Excerpted text:
Issue 2, 2016

The Cunning of Democracy: reflections on Hauke Brunkhorst’s Das doppelte Gesicht Europas

Sjaak Koenis

Hauke Brunkhorst’s book Das doppelte Gesicht Europas and the article based on this book ‘European Crisis: The Kantian Mindset of Democracy under pressure of the Managerial Mindset of Capitalism’ are very interesting to read (Brunkhorst 2014 and 2015). Many years ago I wrote my dissertation about the classical Frankfurt School (Koenis 1990) and I remember that after a while I was a bit put off by the gloomy pessimism that – for perfectly understandable reasons – characterized the critical project of Horkheimer and Adorno. Hauke Brunkhorst places himself in the tradition of Critical Theory, but he is far from gloomy, and that is refreshing.

Dataset records:
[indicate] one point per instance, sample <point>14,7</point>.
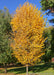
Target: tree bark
<point>5,66</point>
<point>26,69</point>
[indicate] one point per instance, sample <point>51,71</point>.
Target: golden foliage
<point>27,26</point>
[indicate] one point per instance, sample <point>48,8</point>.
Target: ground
<point>39,69</point>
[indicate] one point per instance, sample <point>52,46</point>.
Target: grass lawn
<point>40,69</point>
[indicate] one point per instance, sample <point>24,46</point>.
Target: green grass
<point>42,69</point>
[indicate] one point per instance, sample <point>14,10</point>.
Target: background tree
<point>48,5</point>
<point>28,26</point>
<point>5,29</point>
<point>49,44</point>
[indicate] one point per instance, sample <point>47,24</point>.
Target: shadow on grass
<point>34,69</point>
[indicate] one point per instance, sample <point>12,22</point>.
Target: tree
<point>48,4</point>
<point>27,26</point>
<point>5,29</point>
<point>49,44</point>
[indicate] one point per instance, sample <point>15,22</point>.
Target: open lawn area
<point>39,69</point>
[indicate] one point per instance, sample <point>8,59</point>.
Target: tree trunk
<point>26,69</point>
<point>5,66</point>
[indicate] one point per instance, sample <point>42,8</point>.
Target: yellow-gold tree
<point>28,26</point>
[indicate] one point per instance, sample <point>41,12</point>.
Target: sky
<point>13,4</point>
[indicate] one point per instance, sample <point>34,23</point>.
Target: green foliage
<point>5,18</point>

Tasks to complete:
1 - In the essay on Brunkhorst's book, which tradition does Hauke Brunkhorst place himself in?
2 - From the essay on Brunkhorst's book, repeat word for word the part that opens with the words containing "Sjaak Koenis" and closes with "that is refreshing.".

Worked answers:
1 - The tradition of Critical Theory.

2 -
Sjaak Koenis

Hauke Brunkhorst’s book Das doppelte Gesicht Europas and the article based on this book ‘European Crisis: The Kantian Mindset of Democracy under pressure of the Managerial Mindset of Capitalism’ are very interesting to read (Brunkhorst 2014 and 2015). Many years ago I wrote my dissertation about the classical Frankfurt School (Koenis 1990) and I remember that after a while I was a bit put off by the gloomy pessimism that – for perfectly understandable reasons – characterized the critical project of Horkheimer and Adorno. Hauke Brunkhorst places himself in the tradition of Critical Theory, but he is far from gloomy, and that is refreshing.